Records for the exercise:
== == ==
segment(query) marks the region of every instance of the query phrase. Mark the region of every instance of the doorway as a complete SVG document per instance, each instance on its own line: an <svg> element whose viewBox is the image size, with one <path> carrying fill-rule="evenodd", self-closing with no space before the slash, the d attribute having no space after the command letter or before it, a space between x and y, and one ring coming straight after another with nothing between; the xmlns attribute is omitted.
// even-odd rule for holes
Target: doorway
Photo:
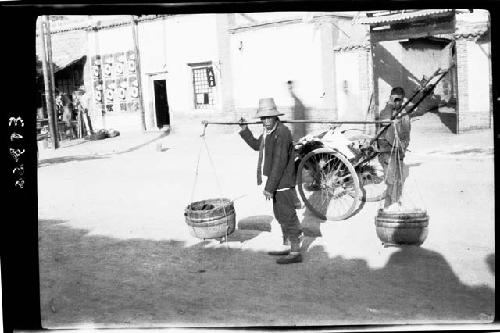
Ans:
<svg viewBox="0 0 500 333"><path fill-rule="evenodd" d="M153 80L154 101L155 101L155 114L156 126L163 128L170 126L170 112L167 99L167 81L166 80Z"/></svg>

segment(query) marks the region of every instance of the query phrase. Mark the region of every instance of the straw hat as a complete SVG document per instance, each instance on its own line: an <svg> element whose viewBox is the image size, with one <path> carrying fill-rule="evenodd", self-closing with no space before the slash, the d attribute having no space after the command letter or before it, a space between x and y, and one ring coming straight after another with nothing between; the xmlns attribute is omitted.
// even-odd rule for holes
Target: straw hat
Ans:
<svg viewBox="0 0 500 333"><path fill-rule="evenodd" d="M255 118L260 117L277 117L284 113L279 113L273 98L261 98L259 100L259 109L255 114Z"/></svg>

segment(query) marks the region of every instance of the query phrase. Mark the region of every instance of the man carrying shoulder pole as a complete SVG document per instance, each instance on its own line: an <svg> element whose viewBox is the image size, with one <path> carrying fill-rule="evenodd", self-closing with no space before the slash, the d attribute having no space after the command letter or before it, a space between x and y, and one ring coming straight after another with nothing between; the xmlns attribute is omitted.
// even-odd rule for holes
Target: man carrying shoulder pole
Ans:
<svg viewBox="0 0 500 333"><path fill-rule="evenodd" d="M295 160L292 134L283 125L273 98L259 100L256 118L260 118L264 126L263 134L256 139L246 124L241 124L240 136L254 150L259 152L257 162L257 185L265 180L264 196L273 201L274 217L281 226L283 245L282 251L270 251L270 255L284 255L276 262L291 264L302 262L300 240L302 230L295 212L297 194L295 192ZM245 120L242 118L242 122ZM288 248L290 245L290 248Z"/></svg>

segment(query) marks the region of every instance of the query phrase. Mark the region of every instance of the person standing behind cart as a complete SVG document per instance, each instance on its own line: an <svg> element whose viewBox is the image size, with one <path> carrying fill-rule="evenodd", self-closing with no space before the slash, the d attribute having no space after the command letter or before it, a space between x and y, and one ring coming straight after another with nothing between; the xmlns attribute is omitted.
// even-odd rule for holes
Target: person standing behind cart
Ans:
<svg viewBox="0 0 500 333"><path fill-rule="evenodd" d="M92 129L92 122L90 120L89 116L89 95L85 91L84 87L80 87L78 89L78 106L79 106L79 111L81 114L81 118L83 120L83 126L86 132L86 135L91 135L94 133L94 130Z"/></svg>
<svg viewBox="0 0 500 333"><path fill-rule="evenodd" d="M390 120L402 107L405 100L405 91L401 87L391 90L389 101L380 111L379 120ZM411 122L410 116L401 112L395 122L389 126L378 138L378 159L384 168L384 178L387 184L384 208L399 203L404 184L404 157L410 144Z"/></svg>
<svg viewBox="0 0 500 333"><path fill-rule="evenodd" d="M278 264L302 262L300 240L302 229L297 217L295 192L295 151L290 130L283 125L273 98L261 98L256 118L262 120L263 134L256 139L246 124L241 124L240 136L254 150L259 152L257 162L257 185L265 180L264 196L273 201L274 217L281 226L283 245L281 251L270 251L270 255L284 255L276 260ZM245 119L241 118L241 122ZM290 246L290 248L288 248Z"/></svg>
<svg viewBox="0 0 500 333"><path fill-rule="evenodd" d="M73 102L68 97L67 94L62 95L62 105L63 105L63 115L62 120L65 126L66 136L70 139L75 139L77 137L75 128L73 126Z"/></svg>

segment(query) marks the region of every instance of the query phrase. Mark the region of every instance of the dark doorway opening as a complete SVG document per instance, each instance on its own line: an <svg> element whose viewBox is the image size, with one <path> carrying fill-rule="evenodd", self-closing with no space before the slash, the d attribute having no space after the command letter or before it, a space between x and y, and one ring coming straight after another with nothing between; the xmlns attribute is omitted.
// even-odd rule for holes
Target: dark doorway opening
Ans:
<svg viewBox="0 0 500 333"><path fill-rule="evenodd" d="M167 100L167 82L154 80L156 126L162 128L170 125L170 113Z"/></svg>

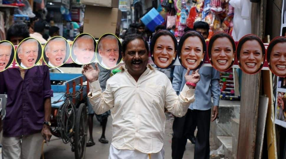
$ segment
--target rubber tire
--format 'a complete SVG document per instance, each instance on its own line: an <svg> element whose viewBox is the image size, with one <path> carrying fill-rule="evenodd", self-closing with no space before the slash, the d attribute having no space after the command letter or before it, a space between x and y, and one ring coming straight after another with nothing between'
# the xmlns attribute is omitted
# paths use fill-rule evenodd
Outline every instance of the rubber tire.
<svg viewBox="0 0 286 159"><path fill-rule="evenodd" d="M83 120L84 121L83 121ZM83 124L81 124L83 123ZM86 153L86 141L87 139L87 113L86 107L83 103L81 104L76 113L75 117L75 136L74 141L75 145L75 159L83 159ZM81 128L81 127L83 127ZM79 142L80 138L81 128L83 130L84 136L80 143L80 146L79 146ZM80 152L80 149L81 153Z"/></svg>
== == ==
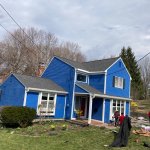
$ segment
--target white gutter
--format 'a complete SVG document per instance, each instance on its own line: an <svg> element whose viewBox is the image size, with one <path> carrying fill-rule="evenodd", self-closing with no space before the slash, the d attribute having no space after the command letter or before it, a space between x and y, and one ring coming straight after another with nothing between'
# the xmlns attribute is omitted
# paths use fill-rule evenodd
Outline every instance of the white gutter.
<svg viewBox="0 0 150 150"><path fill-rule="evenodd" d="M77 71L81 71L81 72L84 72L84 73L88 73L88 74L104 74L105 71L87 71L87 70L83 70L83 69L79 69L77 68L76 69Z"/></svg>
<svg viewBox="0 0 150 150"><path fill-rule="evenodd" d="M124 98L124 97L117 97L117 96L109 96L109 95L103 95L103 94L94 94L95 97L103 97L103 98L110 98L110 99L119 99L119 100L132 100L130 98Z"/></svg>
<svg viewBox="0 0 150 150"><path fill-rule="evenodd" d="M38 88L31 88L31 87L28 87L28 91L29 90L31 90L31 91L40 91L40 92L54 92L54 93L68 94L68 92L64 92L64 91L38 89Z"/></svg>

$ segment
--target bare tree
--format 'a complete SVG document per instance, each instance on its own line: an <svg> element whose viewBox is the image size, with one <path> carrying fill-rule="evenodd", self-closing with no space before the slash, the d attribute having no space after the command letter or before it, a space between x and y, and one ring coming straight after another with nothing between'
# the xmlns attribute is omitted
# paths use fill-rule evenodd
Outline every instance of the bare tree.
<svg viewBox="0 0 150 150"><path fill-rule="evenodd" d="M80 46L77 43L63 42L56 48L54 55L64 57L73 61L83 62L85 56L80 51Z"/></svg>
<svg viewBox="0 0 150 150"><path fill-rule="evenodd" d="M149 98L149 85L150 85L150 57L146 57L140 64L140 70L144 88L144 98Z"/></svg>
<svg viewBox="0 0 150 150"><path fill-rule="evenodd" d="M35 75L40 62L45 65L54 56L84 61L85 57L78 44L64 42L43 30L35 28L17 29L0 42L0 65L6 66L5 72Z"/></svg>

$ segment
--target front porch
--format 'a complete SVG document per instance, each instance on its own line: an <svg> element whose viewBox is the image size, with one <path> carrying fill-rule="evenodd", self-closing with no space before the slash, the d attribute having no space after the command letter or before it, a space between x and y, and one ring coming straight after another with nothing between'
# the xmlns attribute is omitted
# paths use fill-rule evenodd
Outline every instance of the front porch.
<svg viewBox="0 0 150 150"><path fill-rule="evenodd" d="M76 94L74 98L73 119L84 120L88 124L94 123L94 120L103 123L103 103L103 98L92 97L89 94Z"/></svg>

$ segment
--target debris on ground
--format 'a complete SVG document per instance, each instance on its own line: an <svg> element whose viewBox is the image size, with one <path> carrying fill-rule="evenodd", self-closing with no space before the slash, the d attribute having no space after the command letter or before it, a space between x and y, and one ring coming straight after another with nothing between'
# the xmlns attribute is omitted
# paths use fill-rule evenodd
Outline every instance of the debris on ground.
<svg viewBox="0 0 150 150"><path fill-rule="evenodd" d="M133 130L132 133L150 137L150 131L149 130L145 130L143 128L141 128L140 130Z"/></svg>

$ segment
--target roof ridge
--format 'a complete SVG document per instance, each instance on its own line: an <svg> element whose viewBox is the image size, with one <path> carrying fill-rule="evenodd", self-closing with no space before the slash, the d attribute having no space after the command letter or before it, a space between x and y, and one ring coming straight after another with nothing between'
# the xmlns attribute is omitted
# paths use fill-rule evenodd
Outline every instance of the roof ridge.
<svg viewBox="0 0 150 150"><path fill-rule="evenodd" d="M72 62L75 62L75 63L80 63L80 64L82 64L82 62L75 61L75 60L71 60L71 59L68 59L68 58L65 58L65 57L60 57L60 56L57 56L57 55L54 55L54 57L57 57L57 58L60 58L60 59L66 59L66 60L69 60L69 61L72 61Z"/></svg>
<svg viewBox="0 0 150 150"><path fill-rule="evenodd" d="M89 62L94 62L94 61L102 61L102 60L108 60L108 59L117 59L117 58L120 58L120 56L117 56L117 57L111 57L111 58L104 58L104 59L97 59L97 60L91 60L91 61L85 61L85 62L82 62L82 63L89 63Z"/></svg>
== == ==
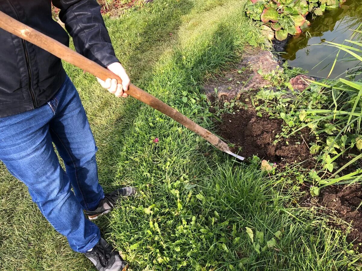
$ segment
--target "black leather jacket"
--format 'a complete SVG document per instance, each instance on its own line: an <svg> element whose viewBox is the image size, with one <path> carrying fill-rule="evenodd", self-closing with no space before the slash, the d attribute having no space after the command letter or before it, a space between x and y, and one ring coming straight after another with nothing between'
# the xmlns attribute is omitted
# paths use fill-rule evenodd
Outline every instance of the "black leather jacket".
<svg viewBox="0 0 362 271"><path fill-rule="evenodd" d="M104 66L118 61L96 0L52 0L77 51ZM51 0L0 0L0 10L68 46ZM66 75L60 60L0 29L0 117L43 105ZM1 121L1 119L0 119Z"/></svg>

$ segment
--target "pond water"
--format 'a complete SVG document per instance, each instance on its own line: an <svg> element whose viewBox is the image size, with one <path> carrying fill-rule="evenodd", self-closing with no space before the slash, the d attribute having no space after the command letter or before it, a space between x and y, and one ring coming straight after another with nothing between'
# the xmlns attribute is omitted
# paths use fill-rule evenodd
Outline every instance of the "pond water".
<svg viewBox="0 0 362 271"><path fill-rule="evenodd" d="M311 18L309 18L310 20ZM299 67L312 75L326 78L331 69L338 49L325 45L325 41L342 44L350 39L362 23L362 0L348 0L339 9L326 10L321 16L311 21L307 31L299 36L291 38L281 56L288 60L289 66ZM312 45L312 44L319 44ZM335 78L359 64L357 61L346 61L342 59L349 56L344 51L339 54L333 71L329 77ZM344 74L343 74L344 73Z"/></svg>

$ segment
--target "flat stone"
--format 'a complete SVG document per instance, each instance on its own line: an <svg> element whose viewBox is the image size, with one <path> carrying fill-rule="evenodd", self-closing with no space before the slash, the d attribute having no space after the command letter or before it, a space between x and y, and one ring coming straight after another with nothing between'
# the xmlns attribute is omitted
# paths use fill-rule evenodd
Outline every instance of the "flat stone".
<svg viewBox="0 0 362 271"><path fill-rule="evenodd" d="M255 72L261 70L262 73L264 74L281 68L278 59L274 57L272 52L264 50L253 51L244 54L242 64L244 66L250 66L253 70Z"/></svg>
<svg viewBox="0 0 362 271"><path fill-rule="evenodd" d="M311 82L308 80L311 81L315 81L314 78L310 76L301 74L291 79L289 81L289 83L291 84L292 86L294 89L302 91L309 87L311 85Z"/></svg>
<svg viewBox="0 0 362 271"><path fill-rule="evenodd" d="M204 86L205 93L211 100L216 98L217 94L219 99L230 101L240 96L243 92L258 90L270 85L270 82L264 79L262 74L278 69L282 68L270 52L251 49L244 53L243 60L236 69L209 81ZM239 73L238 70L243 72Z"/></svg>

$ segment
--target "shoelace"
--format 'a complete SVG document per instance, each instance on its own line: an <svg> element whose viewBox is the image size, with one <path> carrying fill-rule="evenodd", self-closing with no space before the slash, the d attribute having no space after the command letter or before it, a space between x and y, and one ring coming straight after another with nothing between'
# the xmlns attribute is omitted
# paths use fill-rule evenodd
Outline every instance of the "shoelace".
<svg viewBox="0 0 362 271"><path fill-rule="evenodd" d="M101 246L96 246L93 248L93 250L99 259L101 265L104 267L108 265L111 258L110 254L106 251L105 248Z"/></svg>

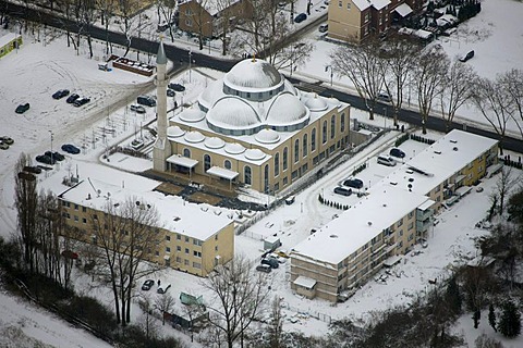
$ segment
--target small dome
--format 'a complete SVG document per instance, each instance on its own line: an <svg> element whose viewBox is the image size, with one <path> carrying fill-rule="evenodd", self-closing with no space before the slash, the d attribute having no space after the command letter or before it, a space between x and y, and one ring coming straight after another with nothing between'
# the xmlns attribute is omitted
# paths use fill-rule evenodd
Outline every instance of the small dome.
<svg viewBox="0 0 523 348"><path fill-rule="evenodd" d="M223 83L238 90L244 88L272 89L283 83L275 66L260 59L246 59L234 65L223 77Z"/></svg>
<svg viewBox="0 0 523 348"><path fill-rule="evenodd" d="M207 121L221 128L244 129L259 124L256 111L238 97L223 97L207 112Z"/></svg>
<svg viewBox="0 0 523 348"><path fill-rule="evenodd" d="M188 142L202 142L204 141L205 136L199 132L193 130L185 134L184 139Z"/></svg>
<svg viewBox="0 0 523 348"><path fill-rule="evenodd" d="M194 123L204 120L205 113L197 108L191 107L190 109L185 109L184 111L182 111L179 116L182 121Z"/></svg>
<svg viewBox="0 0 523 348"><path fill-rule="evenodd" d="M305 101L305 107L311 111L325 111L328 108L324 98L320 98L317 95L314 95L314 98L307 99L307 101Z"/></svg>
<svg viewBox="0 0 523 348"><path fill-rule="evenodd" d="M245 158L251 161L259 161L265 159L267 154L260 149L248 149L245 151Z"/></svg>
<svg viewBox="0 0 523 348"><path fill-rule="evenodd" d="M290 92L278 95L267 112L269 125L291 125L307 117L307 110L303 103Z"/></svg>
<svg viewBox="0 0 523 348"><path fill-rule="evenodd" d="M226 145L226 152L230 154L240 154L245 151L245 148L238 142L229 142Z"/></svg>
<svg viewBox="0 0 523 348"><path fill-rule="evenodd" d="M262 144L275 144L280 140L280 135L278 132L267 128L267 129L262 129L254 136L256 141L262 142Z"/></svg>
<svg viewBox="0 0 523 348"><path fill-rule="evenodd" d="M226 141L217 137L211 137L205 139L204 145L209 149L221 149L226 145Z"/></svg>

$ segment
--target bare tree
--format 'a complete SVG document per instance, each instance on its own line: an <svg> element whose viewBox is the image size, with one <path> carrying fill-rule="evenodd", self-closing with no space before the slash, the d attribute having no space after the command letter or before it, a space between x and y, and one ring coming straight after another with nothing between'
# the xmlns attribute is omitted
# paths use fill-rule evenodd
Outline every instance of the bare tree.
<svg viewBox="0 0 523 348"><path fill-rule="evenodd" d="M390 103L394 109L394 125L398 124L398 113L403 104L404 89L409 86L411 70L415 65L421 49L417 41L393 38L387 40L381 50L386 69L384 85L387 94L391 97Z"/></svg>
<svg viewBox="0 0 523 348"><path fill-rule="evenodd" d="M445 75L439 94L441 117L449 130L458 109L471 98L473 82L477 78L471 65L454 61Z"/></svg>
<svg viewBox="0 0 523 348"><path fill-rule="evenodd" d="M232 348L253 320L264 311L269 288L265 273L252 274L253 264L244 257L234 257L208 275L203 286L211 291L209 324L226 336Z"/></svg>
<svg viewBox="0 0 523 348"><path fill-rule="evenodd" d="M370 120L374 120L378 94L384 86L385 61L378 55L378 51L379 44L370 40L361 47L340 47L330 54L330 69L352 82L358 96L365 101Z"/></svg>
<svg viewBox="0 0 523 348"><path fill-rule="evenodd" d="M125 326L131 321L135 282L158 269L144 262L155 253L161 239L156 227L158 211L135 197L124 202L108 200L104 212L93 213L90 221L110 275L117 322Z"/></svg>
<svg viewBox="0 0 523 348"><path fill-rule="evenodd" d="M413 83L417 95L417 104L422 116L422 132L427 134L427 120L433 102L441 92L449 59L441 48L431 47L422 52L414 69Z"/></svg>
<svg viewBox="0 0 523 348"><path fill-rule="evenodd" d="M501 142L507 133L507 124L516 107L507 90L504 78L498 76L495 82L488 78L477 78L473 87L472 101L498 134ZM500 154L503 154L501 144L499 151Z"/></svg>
== == ==
The exercise: Count the lines in the items above that contain the string "roof", and give only that number.

Written solution: 2